• [MATERIAL SHOWN]:
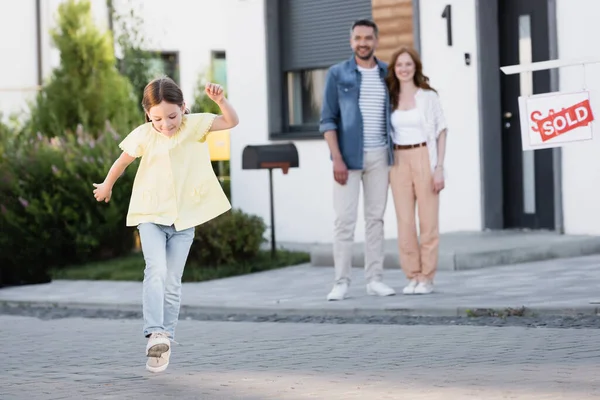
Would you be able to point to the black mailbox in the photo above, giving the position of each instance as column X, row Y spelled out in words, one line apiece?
column 270, row 156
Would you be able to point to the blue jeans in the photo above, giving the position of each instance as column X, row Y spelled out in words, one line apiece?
column 165, row 253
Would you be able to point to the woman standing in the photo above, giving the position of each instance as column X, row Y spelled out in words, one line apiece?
column 417, row 177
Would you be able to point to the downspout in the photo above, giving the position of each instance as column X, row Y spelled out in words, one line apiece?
column 38, row 23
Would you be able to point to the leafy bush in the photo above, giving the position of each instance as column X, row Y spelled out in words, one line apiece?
column 231, row 238
column 86, row 88
column 49, row 216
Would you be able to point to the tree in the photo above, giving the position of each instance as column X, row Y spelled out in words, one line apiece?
column 86, row 88
column 135, row 58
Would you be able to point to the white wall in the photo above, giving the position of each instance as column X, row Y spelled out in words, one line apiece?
column 303, row 198
column 577, row 25
column 456, row 84
column 18, row 69
column 193, row 29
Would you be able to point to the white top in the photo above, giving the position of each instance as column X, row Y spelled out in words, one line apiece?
column 433, row 122
column 407, row 127
column 372, row 107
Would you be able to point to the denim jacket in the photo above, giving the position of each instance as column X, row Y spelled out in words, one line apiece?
column 341, row 112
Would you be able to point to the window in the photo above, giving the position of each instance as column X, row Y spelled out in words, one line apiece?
column 304, row 98
column 304, row 38
column 164, row 63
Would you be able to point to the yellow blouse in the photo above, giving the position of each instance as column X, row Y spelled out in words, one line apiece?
column 175, row 182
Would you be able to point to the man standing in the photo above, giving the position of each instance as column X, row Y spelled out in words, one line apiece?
column 355, row 122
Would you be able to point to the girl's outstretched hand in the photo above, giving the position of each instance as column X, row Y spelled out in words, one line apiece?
column 214, row 91
column 102, row 192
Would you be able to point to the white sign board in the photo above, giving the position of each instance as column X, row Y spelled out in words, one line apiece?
column 555, row 119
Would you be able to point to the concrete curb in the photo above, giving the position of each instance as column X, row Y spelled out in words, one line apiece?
column 499, row 311
column 452, row 260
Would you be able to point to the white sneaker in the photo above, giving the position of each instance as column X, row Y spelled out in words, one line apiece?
column 424, row 288
column 410, row 288
column 158, row 351
column 338, row 292
column 377, row 288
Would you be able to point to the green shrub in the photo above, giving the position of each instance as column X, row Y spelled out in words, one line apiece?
column 234, row 237
column 47, row 206
column 86, row 88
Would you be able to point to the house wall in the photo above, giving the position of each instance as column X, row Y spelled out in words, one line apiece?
column 303, row 197
column 577, row 24
column 194, row 33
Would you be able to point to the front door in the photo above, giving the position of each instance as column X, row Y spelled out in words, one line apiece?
column 528, row 176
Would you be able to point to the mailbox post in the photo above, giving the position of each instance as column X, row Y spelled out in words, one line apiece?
column 271, row 156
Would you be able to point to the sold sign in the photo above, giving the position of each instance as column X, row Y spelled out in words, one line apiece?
column 555, row 119
column 564, row 121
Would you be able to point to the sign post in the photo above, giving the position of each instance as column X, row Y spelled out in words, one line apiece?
column 557, row 118
column 554, row 119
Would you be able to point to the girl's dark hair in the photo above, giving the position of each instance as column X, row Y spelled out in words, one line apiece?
column 159, row 90
column 392, row 82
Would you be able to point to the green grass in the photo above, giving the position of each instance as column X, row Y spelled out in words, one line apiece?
column 131, row 268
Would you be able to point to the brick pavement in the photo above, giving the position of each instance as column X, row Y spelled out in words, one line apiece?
column 554, row 286
column 103, row 359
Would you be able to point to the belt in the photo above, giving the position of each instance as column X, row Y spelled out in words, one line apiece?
column 409, row 146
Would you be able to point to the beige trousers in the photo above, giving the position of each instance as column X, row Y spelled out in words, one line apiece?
column 375, row 180
column 412, row 185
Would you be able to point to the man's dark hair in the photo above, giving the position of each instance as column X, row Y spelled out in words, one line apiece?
column 366, row 22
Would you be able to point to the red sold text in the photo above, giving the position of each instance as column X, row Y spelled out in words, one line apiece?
column 563, row 121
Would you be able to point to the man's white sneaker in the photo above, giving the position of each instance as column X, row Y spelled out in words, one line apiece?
column 338, row 292
column 377, row 288
column 158, row 351
column 424, row 288
column 410, row 288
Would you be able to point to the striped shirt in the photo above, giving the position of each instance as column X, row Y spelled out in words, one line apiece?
column 372, row 107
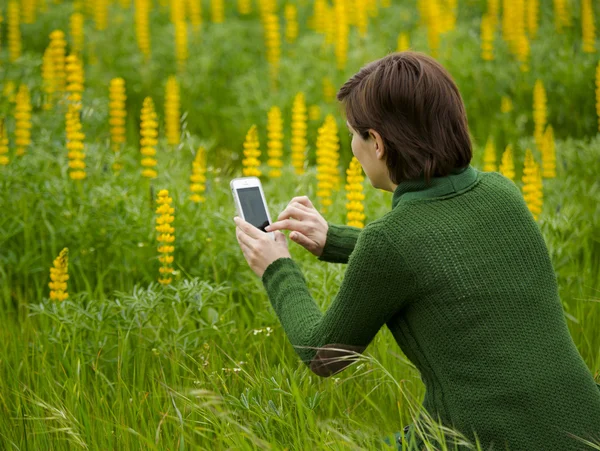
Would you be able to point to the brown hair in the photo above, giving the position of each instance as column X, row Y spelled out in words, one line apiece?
column 414, row 104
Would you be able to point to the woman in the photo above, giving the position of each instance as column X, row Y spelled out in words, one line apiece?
column 458, row 270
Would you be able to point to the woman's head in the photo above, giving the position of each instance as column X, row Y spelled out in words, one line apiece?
column 407, row 118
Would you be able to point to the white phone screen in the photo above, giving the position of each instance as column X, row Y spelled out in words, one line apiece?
column 253, row 207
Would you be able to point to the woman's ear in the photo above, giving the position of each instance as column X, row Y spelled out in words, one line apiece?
column 378, row 141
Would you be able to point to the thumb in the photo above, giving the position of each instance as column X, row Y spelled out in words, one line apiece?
column 301, row 239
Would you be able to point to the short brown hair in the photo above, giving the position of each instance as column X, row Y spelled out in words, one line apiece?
column 414, row 104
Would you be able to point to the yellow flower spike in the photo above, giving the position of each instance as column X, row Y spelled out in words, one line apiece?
column 275, row 141
column 489, row 156
column 76, row 22
column 291, row 22
column 299, row 141
column 48, row 78
column 117, row 114
column 532, row 187
column 181, row 44
column 142, row 26
column 549, row 154
column 195, row 10
column 22, row 114
column 4, row 160
column 75, row 80
column 172, row 111
column 539, row 112
column 101, row 14
column 244, row 7
column 75, row 145
column 507, row 166
column 354, row 193
column 533, row 9
column 165, row 234
column 198, row 177
column 272, row 45
column 487, row 38
column 217, row 11
column 252, row 153
column 148, row 140
column 588, row 27
column 14, row 31
column 505, row 105
column 58, row 46
column 59, row 274
column 403, row 42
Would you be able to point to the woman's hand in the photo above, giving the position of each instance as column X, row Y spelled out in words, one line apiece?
column 308, row 227
column 258, row 248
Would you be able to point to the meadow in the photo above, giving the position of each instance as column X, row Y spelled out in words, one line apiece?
column 200, row 361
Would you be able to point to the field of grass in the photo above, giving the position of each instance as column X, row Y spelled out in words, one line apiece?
column 202, row 363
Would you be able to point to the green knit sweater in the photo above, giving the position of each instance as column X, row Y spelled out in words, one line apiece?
column 460, row 273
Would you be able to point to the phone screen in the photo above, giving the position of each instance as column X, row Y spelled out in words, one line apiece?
column 253, row 207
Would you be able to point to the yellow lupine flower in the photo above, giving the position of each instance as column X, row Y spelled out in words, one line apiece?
column 14, row 30
column 252, row 154
column 4, row 160
column 118, row 115
column 299, row 141
column 77, row 20
column 275, row 141
column 48, row 84
column 533, row 8
column 75, row 80
column 272, row 44
column 181, row 44
column 548, row 154
column 75, row 145
column 489, row 156
column 291, row 22
column 539, row 112
column 58, row 44
column 588, row 28
column 244, row 7
column 327, row 159
column 403, row 42
column 172, row 110
column 507, row 166
column 487, row 38
column 59, row 274
column 198, row 177
column 532, row 185
column 354, row 194
column 101, row 14
column 165, row 235
column 148, row 140
column 22, row 113
column 195, row 10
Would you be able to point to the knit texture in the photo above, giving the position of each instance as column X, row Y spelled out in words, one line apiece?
column 460, row 273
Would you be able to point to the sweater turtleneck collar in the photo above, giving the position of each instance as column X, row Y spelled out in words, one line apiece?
column 457, row 180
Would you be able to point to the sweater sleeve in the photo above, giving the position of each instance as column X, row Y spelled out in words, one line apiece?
column 339, row 243
column 376, row 286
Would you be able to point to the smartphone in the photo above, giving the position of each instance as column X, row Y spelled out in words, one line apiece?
column 250, row 202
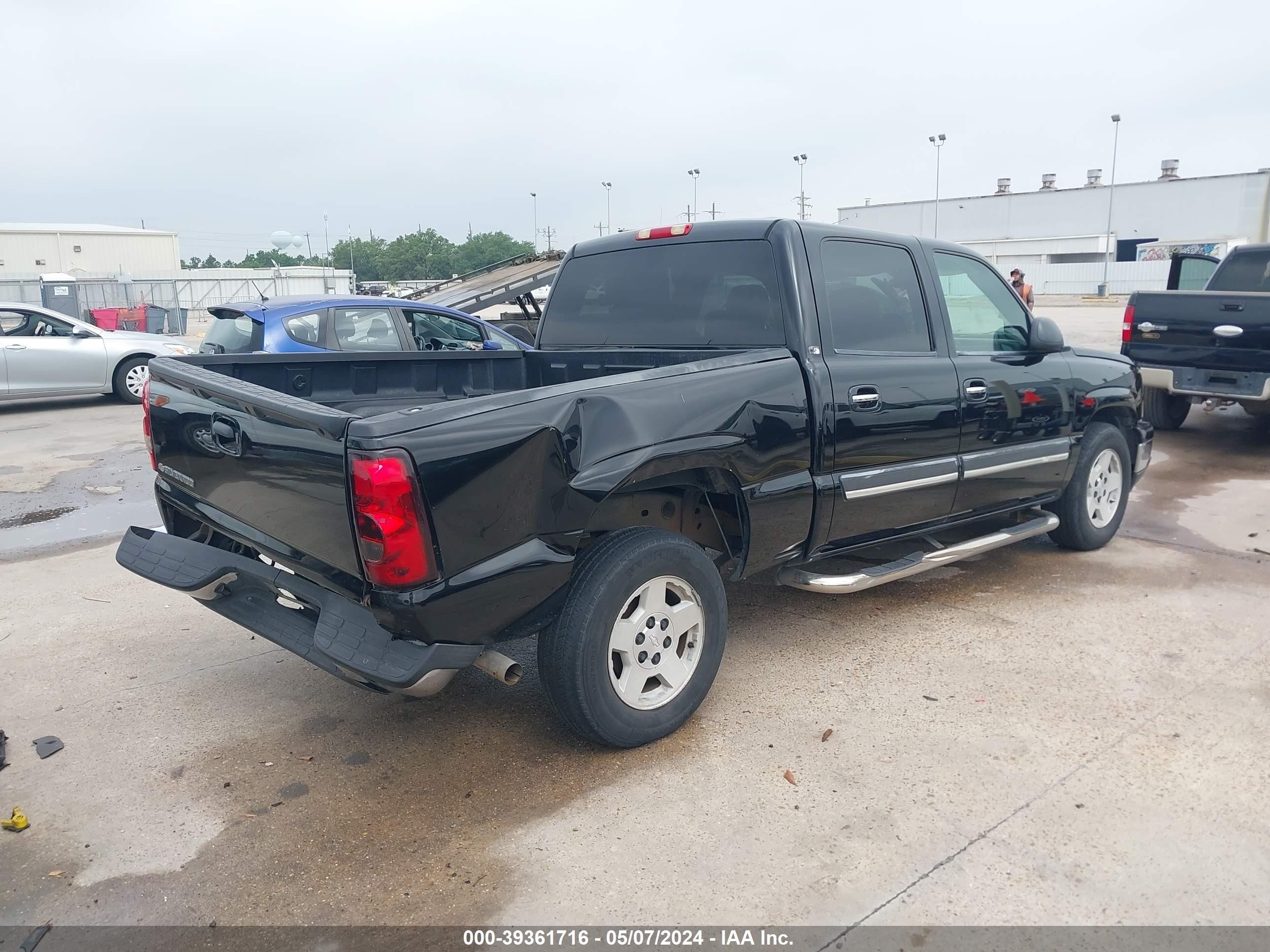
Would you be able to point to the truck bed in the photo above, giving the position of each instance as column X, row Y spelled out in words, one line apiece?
column 258, row 444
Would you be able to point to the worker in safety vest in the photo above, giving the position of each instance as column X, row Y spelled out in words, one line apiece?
column 1017, row 280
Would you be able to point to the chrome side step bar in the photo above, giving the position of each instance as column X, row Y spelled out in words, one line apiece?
column 802, row 578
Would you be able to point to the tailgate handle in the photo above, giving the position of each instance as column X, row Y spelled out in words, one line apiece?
column 226, row 435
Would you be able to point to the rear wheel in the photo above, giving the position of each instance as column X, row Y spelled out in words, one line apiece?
column 639, row 640
column 1093, row 506
column 130, row 377
column 1165, row 410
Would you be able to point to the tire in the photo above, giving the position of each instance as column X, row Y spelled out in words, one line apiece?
column 1165, row 410
column 1085, row 522
column 586, row 677
column 125, row 376
column 520, row 332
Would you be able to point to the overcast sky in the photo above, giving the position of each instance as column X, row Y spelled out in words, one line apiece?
column 226, row 121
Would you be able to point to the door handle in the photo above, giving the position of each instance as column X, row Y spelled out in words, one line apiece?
column 865, row 398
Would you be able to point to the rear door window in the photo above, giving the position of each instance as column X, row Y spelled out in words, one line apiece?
column 304, row 328
column 670, row 295
column 874, row 299
column 365, row 329
column 233, row 334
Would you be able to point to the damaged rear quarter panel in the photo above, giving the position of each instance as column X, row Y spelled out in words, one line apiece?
column 512, row 489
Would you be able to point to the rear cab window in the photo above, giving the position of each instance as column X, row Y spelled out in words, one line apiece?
column 233, row 333
column 1247, row 271
column 669, row 296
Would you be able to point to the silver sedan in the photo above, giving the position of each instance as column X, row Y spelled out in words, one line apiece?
column 46, row 353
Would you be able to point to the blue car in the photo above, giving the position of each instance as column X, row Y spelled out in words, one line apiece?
column 307, row 324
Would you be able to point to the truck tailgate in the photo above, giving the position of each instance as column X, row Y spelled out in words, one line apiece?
column 1178, row 328
column 270, row 461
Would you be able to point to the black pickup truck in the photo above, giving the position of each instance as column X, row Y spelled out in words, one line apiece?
column 1211, row 345
column 706, row 403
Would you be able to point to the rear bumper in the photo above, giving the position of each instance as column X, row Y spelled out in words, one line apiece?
column 1199, row 381
column 1142, row 457
column 334, row 634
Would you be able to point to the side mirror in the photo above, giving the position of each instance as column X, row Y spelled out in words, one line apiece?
column 1044, row 337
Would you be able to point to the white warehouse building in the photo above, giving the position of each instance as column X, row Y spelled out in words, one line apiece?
column 85, row 250
column 1068, row 226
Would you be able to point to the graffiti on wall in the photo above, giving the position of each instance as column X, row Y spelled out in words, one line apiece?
column 1163, row 253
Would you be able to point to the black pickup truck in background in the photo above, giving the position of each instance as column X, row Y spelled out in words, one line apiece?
column 705, row 403
column 1211, row 345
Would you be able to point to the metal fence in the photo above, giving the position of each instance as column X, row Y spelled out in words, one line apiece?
column 182, row 299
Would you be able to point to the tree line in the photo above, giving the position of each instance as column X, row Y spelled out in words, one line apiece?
column 420, row 256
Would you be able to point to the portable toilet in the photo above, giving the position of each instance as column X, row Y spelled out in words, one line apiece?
column 60, row 294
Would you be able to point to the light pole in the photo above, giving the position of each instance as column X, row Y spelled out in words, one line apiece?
column 802, row 196
column 1106, row 261
column 938, row 141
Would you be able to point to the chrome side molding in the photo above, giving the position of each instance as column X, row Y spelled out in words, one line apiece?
column 802, row 578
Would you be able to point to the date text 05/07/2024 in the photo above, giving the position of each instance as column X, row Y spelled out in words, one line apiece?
column 651, row 937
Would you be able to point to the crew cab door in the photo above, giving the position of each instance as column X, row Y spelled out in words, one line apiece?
column 894, row 390
column 1017, row 419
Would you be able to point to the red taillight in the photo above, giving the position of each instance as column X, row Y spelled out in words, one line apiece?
column 145, row 423
column 665, row 232
column 390, row 521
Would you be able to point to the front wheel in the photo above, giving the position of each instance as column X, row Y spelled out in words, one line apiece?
column 639, row 640
column 1093, row 506
column 1165, row 410
column 130, row 377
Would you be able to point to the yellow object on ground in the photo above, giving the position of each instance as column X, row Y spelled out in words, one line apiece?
column 16, row 823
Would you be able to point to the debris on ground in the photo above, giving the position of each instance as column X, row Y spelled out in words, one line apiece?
column 47, row 747
column 36, row 936
column 17, row 823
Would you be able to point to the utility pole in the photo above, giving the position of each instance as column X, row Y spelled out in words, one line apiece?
column 938, row 141
column 535, row 197
column 802, row 195
column 1106, row 262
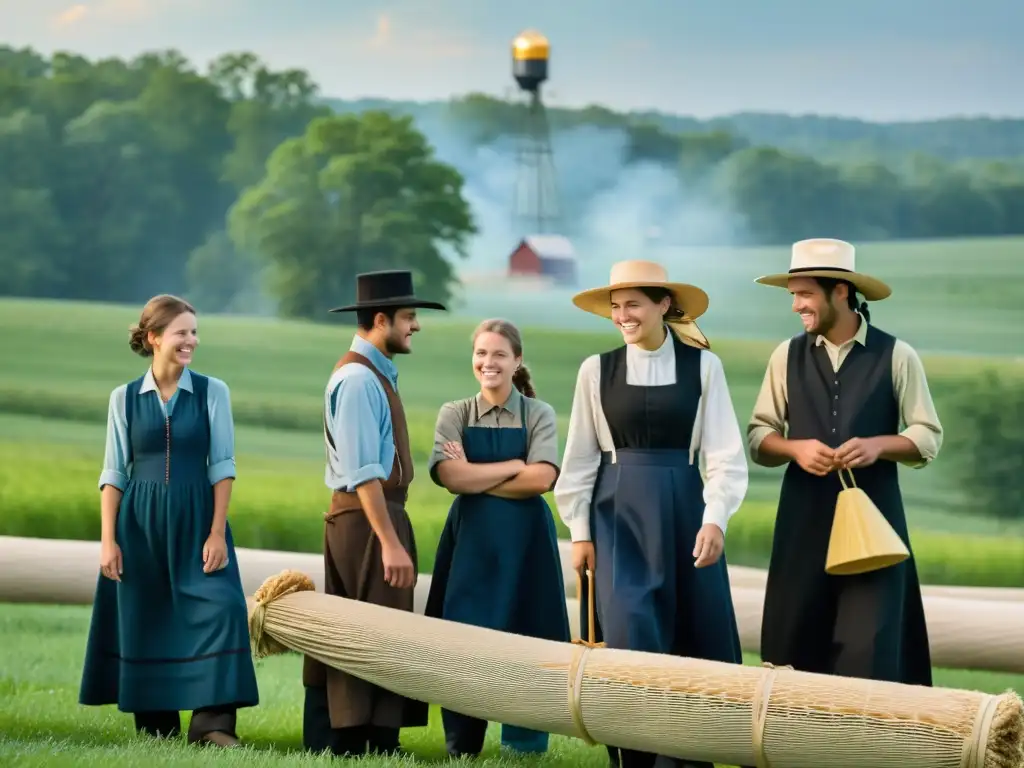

• [DIRECTIONS FOR THIS TASK]: Rewrite the rows starting at the line containing "Would you be able to point to the field" and ending with the line containing "column 376, row 286". Replace every "sweater" with "jumper" and leave everything else unchanged.

• [THE OUTPUT]:
Would you be able to point to the field of grass in the photo above, giving the position of each instance as column X, row Y spelled out in words, one line apiece?
column 202, row 363
Would you be able to point to the green knit jumper in the photo above, giving the position of each instance as column X, row Y spelled out in words, one line apiece?
column 460, row 273
Would you be able to point to the phone screen in the photo above, giving the position of each instance as column X, row Y spelled out in words, one line apiece?
column 253, row 207
Would you be able to point to the yellow lupine flower in the photo above, giving the position of each instance as column X, row Y spelled out in words, one line apiece?
column 14, row 30
column 252, row 154
column 4, row 160
column 118, row 115
column 299, row 141
column 77, row 20
column 275, row 141
column 48, row 84
column 533, row 8
column 75, row 80
column 272, row 44
column 181, row 44
column 548, row 154
column 75, row 145
column 489, row 156
column 291, row 22
column 539, row 112
column 58, row 44
column 588, row 28
column 244, row 7
column 327, row 159
column 403, row 42
column 172, row 110
column 507, row 166
column 487, row 38
column 59, row 274
column 198, row 177
column 532, row 185
column 354, row 194
column 101, row 14
column 165, row 235
column 148, row 140
column 22, row 113
column 195, row 10
Would you be able to point to the knit texture in the photo above, giving the position of each instance as column X, row Y spelled out in words, one line apiece?
column 460, row 273
Would you be able to point to the jumper turtleneck collar in the photo above, giving the position of each instance as column X, row Y spelled out in words, one line apiece?
column 457, row 180
Would you be able to point to the jumper sleeve in the photo above, giving the position of each instance as column X, row Y spelled out in words, one line apiece?
column 339, row 243
column 376, row 286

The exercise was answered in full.